**WORK ORDER:** Could every line of the data be copied out once more, exactly?

Recorded data:
<<<<

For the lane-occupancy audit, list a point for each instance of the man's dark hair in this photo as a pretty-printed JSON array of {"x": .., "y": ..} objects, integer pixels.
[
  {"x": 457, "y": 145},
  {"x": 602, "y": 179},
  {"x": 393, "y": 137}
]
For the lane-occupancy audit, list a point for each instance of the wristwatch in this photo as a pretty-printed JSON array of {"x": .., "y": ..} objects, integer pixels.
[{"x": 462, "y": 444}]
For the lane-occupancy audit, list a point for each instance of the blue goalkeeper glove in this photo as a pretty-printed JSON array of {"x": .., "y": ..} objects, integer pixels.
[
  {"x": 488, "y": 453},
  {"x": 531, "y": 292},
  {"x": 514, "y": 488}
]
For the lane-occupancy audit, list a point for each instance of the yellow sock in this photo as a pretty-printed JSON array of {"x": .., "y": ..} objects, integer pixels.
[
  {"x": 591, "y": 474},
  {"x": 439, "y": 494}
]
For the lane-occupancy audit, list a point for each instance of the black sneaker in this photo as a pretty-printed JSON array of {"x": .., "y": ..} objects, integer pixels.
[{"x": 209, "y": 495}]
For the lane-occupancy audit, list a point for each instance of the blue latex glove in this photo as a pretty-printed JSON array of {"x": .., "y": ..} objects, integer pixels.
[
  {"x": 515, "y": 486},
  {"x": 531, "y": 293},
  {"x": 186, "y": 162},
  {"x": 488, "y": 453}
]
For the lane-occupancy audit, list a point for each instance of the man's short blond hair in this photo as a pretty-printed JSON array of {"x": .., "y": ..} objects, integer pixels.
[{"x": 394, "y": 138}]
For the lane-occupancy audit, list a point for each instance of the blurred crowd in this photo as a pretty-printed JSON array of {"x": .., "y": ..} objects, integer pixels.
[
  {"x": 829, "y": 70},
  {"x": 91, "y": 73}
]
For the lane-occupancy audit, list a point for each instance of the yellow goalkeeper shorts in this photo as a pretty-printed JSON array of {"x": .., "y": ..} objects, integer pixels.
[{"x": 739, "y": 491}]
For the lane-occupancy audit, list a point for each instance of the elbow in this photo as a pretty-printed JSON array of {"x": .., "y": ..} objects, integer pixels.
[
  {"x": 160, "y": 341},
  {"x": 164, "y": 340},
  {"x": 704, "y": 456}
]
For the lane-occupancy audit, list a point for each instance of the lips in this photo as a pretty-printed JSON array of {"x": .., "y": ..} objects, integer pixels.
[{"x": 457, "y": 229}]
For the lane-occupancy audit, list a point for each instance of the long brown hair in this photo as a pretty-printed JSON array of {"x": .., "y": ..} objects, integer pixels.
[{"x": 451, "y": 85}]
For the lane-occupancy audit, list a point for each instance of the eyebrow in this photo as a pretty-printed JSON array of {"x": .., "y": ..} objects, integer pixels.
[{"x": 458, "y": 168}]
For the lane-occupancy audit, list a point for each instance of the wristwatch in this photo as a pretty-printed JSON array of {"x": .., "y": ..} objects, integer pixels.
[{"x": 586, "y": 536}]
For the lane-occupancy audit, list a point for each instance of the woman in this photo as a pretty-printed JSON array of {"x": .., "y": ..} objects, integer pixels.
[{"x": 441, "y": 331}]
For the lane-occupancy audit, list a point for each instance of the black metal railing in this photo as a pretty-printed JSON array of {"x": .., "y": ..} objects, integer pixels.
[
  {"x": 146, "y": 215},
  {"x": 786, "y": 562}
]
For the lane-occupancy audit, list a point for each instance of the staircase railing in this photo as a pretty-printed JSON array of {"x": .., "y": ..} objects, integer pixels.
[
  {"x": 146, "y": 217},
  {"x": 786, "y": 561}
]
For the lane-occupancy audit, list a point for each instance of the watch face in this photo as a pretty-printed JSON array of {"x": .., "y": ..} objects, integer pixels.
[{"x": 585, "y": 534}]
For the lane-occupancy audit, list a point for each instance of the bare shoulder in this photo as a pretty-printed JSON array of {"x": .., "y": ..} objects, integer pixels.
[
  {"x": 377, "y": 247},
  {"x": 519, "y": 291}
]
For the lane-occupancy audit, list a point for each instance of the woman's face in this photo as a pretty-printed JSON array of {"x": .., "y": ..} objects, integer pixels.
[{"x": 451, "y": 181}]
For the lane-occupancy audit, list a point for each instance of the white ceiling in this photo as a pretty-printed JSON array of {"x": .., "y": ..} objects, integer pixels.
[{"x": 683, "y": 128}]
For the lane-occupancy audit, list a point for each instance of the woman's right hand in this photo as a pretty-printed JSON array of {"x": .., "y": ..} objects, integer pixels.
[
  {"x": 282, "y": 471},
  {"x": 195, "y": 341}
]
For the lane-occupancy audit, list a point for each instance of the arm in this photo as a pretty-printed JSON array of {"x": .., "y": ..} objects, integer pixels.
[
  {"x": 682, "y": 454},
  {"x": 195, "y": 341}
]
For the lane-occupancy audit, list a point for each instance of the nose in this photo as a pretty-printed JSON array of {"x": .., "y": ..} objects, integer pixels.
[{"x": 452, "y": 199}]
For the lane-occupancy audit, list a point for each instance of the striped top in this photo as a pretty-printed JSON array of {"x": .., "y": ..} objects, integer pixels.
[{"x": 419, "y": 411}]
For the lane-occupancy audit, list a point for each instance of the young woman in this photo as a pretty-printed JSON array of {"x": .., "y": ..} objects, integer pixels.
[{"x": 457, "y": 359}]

>>>>

**OUTPUT BELOW:**
For the lane-occupancy audit, list a point for each instance of the man's dark hair in this photo as a pretty-printed JSON array of {"x": .., "y": ..} objects, integer pixels.
[
  {"x": 457, "y": 145},
  {"x": 602, "y": 179},
  {"x": 393, "y": 137}
]
For the lane-occupancy audit, list a point for each instance of the wristwatch in this photo as a pretty-printed JSON array of {"x": .., "y": ..} objects, integer pixels.
[{"x": 462, "y": 444}]
For the lane-occupancy audit, list a point for each instance of the blue goalkeeper glove in this photo as a pretty-printed JSON array of {"x": .., "y": ..} objects, integer pixels.
[
  {"x": 488, "y": 453},
  {"x": 531, "y": 292},
  {"x": 514, "y": 488}
]
For the lane-occupancy audit, list a point for each instance of the yellow sock in this photo as a pretty-printed JSON array of {"x": .., "y": ..} objects, integer pixels.
[
  {"x": 591, "y": 474},
  {"x": 439, "y": 494}
]
For the lane-occupancy audit, list a point for each instance of the black sneaker in this photo as a pretty-printed JSON array of {"x": .., "y": ..} objects, integer pixels.
[{"x": 209, "y": 495}]
For the lane-occupancy audit, list a point for each instance of the blue latex glove in this photo as a pretty-printed JSON array of {"x": .., "y": ..} objects, integer pixels.
[
  {"x": 515, "y": 486},
  {"x": 531, "y": 293},
  {"x": 186, "y": 162},
  {"x": 488, "y": 453}
]
For the lane-occupancy audit, list a point for each instance of the man's short blond hair in this photo as a pretty-printed JSON array of {"x": .., "y": ..} objects, integer pixels.
[{"x": 394, "y": 138}]
For the lane-occupancy audit, list a point for each instance of the blurred crowd in this photo as a pretty-printed JSON array of {"x": .., "y": ..} objects, integer pixels.
[
  {"x": 829, "y": 70},
  {"x": 91, "y": 73}
]
For the lane-occupancy audit, list a point for each instance of the yellow goalkeeper shorts in this photo as a pretty-printed JSON array of {"x": .., "y": ..} objects, integer pixels.
[{"x": 739, "y": 491}]
For the lane-occupancy audit, list a point for each instance of the elbow in this photo as a pretty-printed JSON array of {"x": .., "y": ..} objects, integer pixels.
[
  {"x": 160, "y": 341},
  {"x": 164, "y": 340},
  {"x": 704, "y": 456}
]
For the lane-occupancy audit, list a point for each instance of the lips in this photo as a pretty-printed JSON array of {"x": .., "y": ..} objects, integer pixels.
[{"x": 457, "y": 229}]
For the lane-occupancy audit, list a point for each instance of the long brown hair in this photo as a pretty-printed JSON array of {"x": .., "y": ..} objects, integer pixels.
[{"x": 451, "y": 85}]
For the lane-occupancy audit, list a point for each instance of the eyebrow in this photo as a pretty-printed JSON array of {"x": .., "y": ..} objects, integer pixels.
[{"x": 458, "y": 168}]
For the lane-occupancy audit, list a point for each instance of the wristwatch in this photo as a pretty-printed JSON array of {"x": .., "y": ..} objects, integer pixels.
[{"x": 586, "y": 536}]
For the lane-occupancy audit, list a point for each instance of the woman in this photo as a pretty-printed JSON array of {"x": .., "y": ..} objects, integer pixels.
[{"x": 441, "y": 331}]
For the lane-occupancy audit, list a point for each instance of the black metal railing in this photo as a pretty-printed JSON array of {"x": .., "y": ..} objects, integer pixels.
[
  {"x": 146, "y": 215},
  {"x": 786, "y": 562}
]
For the lane-occupancy audit, list a point for each instance of the staircase railing in this photo as a pretty-printed JSON array of {"x": .., "y": ..} objects, integer pixels.
[
  {"x": 146, "y": 217},
  {"x": 786, "y": 561}
]
For the lane-occupancy audit, list a point for each instance of the watch face in this photo as a pretty-printed JSON array of {"x": .., "y": ..} objects, integer pixels.
[{"x": 585, "y": 534}]
For the lane-occupancy audit, list a point for each instance of the bare shoulder in this photo as a pretty-printed JSON array of {"x": .., "y": ..} objects, integer pixels.
[
  {"x": 377, "y": 247},
  {"x": 519, "y": 291}
]
For the lane-occupancy audit, list a point for each instance of the woman's face in this photo as a pretty-printed JSON array of {"x": .., "y": ..} objects, integer pixels.
[{"x": 451, "y": 181}]
For the lane-occupancy audit, list a point for each instance of the white ceiling in this photo as a pretty-printed JSON array of {"x": .., "y": ..} objects, integer pixels.
[{"x": 683, "y": 128}]
For the lane-occupancy audit, list a point for each instance of the woman's right hand in this photo as a pretty-printed JSON array of {"x": .., "y": ..} objects, integer pixels.
[
  {"x": 282, "y": 471},
  {"x": 195, "y": 341}
]
For the lane-occupancy audit, list a point for each instance of the arm in this photo as a pretty-printed JSON array of {"x": .., "y": ..} objects, integer pixels.
[
  {"x": 682, "y": 454},
  {"x": 195, "y": 341}
]
For the lane-occupancy audit, list a point for each instance of the nose in this photo as a pretty-printed JSON array of {"x": .., "y": ..} objects, integer pixels.
[{"x": 452, "y": 199}]
For the lane-occupancy audit, list a point for each instance of the striped top in this photo as a pretty-printed JSON array of {"x": .., "y": ..} objects, integer pixels.
[{"x": 419, "y": 411}]
For the lane-occupancy audit, list a point for each instance of the young woman in this photo as a pretty-printed JSON array of {"x": .., "y": ..} objects, integer pixels.
[{"x": 457, "y": 359}]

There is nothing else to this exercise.